▸ What this task involves
Could you render the stretch of lines below from the one containing "Target: driver door" through the one containing "xmin=209 ymin=63 xmax=242 ymax=153" as a JSON list of strings, one string per line, with blank lines omitted?

───── Material for this exercise ─────

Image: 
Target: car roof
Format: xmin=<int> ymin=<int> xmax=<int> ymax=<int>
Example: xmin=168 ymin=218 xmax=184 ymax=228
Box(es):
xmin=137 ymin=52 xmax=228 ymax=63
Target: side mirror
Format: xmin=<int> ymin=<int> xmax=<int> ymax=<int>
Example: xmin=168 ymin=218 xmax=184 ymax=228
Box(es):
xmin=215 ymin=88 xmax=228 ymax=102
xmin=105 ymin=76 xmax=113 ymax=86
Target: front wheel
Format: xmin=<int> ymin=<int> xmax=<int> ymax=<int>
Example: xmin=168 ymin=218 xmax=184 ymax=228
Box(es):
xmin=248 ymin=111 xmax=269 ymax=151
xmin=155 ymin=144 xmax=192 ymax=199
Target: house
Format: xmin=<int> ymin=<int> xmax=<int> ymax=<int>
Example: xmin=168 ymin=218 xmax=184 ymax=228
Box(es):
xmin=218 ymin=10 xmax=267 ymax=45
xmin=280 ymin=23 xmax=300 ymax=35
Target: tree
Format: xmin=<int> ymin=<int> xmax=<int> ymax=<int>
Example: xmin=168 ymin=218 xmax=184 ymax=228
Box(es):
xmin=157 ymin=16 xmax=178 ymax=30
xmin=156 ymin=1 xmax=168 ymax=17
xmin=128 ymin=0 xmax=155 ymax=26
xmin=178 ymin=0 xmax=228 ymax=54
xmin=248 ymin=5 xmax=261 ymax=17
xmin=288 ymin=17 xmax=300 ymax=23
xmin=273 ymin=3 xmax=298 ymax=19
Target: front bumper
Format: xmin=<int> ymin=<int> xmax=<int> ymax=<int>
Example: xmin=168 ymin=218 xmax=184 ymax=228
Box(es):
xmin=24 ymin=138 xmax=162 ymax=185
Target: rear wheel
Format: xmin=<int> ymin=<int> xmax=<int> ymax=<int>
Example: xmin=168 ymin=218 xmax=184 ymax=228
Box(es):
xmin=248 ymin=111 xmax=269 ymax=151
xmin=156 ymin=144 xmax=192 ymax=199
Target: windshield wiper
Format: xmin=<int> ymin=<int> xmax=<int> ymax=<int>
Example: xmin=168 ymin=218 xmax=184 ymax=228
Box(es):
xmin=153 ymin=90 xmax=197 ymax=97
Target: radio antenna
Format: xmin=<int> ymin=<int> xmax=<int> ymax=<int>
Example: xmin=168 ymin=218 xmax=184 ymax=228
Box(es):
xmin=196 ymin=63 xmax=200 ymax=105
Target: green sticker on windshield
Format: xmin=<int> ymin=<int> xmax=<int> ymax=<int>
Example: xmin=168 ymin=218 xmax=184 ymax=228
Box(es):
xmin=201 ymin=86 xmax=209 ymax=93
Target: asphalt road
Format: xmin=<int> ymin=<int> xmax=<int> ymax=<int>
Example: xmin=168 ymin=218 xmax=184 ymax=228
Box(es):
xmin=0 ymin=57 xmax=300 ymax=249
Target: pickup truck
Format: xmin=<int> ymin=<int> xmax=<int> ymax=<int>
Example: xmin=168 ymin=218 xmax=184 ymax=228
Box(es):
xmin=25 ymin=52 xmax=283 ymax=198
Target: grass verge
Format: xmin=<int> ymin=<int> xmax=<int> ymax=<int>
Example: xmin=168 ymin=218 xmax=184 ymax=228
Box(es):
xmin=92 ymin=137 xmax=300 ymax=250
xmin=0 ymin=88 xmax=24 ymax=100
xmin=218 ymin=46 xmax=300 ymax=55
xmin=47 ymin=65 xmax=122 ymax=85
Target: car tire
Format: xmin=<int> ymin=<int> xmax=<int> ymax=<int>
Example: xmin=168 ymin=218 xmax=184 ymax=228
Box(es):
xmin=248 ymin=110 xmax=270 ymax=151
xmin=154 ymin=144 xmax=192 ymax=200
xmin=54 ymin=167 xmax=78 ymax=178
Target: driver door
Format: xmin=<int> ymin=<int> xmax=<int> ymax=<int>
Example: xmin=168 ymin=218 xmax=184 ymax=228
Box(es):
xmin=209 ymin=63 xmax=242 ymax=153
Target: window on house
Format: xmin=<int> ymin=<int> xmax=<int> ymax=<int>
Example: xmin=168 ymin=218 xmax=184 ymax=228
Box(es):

─────
───── Material for this exercise ─────

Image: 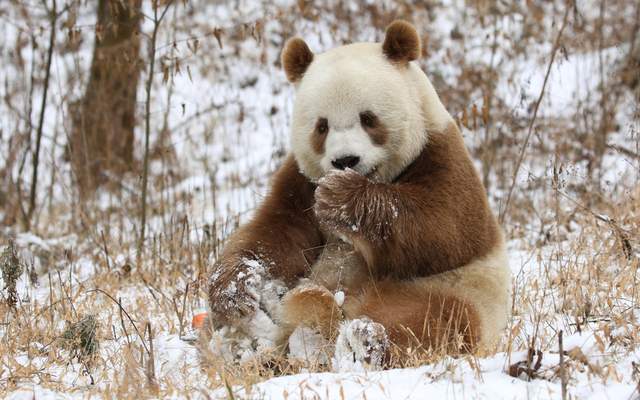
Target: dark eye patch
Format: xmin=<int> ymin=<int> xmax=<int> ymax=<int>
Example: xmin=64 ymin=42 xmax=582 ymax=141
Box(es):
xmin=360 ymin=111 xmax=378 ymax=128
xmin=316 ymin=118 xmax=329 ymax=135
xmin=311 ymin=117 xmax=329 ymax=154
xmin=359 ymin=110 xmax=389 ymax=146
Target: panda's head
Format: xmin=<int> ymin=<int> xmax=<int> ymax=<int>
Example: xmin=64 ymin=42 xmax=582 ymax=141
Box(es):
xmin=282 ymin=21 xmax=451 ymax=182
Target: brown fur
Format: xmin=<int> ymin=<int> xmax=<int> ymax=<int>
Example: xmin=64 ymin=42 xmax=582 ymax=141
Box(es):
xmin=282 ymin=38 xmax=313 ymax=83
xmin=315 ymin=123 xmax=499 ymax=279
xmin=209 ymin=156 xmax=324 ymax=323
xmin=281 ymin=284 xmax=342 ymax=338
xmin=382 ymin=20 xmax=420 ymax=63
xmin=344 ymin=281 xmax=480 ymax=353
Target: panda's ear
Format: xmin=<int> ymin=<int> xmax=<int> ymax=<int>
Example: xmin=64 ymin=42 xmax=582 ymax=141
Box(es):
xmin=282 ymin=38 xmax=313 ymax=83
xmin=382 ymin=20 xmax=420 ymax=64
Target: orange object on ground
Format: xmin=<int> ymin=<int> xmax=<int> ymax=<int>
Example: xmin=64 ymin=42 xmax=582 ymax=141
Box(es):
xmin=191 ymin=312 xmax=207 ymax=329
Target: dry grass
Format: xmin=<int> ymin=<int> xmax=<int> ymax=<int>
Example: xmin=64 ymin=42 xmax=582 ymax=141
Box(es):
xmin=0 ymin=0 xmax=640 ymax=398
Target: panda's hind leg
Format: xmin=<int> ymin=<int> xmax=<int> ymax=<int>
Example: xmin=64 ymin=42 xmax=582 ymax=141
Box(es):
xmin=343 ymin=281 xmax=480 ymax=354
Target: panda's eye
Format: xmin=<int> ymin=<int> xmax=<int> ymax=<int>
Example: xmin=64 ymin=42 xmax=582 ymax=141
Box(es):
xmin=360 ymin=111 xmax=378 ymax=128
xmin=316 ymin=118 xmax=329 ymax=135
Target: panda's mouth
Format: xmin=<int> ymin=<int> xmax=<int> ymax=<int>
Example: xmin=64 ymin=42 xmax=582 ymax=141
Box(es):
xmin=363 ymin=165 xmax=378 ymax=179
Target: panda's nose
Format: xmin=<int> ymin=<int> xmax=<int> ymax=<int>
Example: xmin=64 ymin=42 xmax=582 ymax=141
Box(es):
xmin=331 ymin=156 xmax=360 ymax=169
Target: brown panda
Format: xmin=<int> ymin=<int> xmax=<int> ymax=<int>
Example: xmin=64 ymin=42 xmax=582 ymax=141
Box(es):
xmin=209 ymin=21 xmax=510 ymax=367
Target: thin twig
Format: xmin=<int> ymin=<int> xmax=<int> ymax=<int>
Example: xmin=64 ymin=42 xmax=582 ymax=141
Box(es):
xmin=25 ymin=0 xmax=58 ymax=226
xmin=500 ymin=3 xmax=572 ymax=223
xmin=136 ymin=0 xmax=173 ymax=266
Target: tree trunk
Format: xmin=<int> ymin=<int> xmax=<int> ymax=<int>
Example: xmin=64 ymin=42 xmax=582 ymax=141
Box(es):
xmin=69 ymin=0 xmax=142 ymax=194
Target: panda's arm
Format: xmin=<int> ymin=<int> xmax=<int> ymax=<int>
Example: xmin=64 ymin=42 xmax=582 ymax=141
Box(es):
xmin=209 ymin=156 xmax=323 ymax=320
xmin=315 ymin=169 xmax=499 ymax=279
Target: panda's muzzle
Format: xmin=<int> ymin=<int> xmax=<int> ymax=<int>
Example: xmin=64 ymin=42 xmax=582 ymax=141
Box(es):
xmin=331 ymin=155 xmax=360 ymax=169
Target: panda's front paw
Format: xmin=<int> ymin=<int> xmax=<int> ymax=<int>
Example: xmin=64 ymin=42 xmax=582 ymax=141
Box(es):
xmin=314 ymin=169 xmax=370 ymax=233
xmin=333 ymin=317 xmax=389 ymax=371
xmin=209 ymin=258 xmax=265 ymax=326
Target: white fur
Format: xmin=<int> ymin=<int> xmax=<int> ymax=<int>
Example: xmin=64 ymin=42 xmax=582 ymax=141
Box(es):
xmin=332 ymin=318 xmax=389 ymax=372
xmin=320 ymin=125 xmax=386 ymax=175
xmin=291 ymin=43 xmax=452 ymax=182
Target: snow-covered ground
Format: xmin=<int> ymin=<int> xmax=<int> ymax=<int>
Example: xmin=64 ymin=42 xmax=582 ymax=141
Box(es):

─────
───── Material for this exercise ─────

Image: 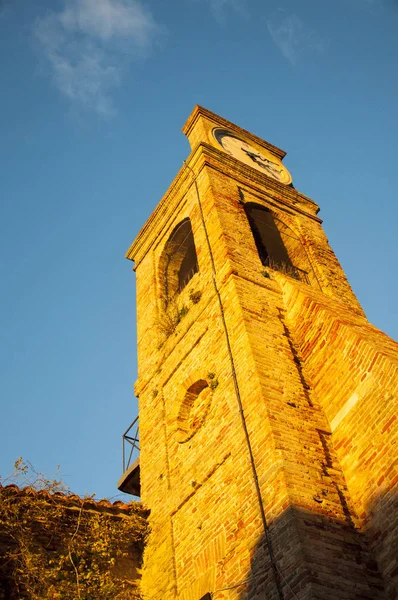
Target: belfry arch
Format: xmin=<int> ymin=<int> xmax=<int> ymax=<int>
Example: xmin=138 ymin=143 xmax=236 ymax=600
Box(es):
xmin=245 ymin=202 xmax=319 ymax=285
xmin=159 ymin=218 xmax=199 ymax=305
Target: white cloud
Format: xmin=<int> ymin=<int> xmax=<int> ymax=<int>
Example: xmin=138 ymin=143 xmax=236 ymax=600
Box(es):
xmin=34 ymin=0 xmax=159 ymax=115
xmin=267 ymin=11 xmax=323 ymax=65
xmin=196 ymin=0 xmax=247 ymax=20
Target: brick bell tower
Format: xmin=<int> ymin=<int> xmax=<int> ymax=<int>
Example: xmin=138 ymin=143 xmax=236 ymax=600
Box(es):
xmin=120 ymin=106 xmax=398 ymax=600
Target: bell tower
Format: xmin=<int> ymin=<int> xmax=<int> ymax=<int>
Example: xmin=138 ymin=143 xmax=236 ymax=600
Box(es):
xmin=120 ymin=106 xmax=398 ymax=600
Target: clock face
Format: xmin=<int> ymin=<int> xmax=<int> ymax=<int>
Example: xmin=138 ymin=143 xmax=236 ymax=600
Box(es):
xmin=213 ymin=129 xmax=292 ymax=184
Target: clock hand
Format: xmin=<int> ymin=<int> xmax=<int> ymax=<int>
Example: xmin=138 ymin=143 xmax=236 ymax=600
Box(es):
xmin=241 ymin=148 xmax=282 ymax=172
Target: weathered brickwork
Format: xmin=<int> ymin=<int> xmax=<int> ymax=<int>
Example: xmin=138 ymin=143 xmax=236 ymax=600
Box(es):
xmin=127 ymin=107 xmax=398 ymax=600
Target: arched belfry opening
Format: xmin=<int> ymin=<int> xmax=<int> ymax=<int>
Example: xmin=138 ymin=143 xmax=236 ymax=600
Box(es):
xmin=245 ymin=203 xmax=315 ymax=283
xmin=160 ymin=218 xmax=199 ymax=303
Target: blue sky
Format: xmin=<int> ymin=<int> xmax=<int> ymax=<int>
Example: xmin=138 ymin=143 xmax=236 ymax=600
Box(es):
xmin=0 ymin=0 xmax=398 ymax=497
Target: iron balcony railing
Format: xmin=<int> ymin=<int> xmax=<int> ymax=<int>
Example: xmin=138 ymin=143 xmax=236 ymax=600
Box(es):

─────

▸ Complete response
[
  "Target: driver door",
  "Format: xmin=<int> ymin=<int> xmax=<int> ymax=<int>",
  "Example: xmin=168 ymin=218 xmax=184 ymax=228",
  "Box(es):",
  "xmin=209 ymin=63 xmax=242 ymax=153"
]